Jockey wants to add the Ramornie to his resume
By MANDY COTTELL AAP
SYDNEY. ? Chris Munce has won some of the biggest races on the Australian calendar but he will be chasing his first Ramornie Handicap when he reunites with exciting sprinter Mastermind in the Grafton feature today.
Munce, whose major wins include the 1998 Melbourne Cup on Jezabeel, last year's Cox Plate on Savabeel and a couple of Golden Slippers, has had limited opportunities to snare Grafton's 1200 metre Listed sprint and said he had only made the trip a handful of times.
"I've only had three or four rides in the Ramornie," Munce said.
"My best result was a third on Loud Speaker a few years ago."
Munce gets his best chance yet to better his scorecard today on the Bruce McLachlan-trained Mastermind, who is early favourite in pre-post markets.
The three-year-old has put together an impressive strike rate winning six of his seven starts and finishing runner-up at his only other appearance.
Darren Beadman has been aboard for his last two wins at Gosford and Rosehill, but Munce is looking forward to renewing an old partnership.
"I rode him when he ran second to Captain Bax last preparation and then won on him a start later," Munce said.
"He's a nice horse and he's got a bit of depth about him.
"It's his toughest test tomorrow but on potential you'd have to say he was a good hope."
Mastermind has drawn awkwardly in barrier 12 but will jump from gate 10 if the emergencies don't gain a start.
Group One winner Takeover Target won the Ramornie last year despite enduring a wide run and Munce believes Mastermind also has enough tactical speed to overcome his draw.

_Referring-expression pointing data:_
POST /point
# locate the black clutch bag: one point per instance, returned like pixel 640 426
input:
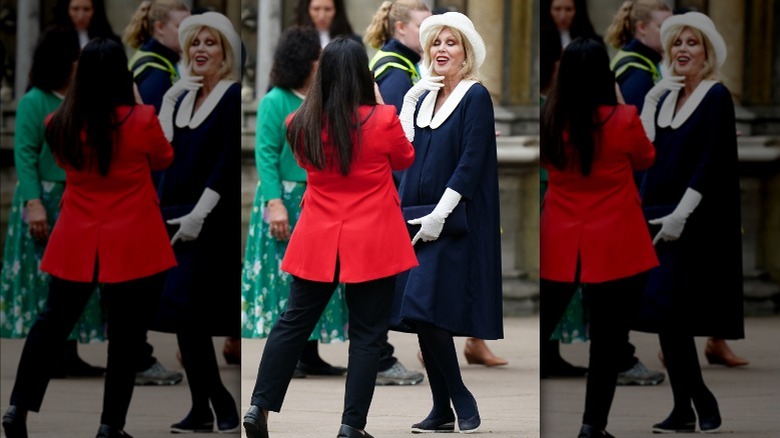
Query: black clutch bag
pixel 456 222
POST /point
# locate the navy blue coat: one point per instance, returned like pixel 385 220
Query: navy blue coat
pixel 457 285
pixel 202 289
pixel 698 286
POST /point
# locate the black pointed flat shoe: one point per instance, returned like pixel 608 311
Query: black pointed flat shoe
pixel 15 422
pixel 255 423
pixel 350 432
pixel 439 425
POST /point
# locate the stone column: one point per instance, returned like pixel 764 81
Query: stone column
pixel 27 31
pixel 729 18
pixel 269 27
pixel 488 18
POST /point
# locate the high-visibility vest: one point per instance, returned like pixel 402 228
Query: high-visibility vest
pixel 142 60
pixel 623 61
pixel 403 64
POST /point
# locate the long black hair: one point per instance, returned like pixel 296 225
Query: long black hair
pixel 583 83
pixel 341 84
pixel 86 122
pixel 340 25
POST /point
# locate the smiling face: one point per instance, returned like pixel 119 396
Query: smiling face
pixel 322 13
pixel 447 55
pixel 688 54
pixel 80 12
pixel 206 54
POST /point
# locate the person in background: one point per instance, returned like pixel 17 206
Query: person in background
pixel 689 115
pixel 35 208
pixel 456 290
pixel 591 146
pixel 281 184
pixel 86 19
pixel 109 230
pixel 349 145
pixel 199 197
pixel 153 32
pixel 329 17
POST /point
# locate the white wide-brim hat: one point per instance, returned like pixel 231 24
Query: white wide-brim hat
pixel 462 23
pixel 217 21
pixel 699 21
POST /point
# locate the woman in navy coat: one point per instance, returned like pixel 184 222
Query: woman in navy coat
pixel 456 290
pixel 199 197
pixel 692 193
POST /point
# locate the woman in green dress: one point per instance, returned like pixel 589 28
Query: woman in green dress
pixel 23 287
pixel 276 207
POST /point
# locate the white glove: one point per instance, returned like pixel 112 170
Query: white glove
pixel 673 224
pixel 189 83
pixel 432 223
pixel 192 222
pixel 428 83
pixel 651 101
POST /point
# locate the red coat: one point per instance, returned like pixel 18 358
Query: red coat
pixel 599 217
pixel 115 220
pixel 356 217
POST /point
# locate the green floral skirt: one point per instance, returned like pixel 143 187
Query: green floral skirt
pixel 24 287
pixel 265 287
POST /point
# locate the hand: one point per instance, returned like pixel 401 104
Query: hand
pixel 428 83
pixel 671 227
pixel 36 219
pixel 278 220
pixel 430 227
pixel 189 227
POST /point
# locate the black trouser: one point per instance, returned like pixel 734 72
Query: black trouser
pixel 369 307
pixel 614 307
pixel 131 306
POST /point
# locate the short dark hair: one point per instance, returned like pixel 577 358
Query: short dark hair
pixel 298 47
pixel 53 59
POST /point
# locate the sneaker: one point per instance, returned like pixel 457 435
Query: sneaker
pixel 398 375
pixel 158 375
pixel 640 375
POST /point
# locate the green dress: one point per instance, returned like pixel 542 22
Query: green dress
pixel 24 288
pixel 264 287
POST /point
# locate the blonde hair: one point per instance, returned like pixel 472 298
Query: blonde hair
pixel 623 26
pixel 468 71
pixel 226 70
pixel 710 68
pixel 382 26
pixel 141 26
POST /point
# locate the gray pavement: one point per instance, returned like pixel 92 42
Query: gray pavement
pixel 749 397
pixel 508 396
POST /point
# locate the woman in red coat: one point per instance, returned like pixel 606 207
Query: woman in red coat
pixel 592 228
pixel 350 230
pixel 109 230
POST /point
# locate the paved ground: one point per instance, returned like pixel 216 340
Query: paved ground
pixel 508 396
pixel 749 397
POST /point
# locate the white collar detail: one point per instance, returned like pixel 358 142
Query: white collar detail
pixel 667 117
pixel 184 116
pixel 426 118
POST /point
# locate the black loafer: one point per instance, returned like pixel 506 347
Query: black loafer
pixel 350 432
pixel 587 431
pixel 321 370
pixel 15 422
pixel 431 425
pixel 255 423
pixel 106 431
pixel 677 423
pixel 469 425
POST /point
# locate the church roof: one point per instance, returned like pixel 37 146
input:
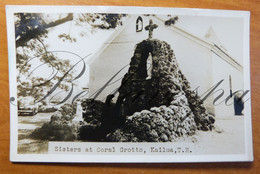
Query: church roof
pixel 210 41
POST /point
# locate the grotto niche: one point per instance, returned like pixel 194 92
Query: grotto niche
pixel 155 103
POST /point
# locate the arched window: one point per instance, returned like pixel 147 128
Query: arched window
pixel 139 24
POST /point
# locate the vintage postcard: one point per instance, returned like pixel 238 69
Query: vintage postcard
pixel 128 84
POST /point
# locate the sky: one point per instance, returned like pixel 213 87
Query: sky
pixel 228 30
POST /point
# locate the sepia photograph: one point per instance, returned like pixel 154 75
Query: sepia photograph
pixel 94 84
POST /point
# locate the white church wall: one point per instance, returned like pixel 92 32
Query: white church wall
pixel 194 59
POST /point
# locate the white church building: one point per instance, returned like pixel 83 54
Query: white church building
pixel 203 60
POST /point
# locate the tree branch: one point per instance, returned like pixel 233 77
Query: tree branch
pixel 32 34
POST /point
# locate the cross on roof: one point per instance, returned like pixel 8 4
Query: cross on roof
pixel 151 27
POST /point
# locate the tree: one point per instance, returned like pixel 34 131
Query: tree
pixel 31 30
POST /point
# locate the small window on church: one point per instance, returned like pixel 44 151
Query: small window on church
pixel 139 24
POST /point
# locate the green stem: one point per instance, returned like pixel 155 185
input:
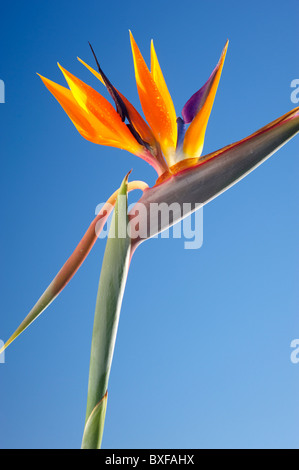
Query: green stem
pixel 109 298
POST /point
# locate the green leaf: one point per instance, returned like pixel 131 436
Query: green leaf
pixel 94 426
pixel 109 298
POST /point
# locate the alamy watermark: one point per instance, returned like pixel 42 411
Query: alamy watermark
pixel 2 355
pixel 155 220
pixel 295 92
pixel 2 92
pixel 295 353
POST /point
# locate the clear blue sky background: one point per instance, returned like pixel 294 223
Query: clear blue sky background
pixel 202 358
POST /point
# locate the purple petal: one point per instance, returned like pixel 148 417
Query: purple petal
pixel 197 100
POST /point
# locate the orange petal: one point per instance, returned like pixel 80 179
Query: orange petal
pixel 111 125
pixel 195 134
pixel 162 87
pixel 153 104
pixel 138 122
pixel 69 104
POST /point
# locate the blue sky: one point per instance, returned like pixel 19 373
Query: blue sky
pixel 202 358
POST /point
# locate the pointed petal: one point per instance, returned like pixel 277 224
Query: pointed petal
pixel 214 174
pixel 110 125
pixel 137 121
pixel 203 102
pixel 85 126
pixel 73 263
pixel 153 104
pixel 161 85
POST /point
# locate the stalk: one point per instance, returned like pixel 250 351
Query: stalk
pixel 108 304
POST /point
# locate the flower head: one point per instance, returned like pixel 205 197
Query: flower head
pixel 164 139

_ACTIVITY LIST:_
1 - Name every horse mentioned in the Ramornie article.
2 - Reproduce the stretch of the Ramornie article from "Jockey wants to" through "Grafton feature today.", switching "Ramornie" to "Magic Millions".
The listing is separate material and has no connection to the Ramornie article.

_ANSWERS PROVIDED:_
1 - Jezabeel, Savabeel, Loud Speaker, Mastermind, Captain Bax, Takeover Target

2 -
Jockey wants to add the Magic Millions to his resume
By MANDY COTTELL AAP
SYDNEY. ? Chris Munce has won some of the biggest races on the Australian calendar but he will be chasing his first Magic Millions Handicap when he reunites with exciting sprinter Mastermind in the Grafton feature today.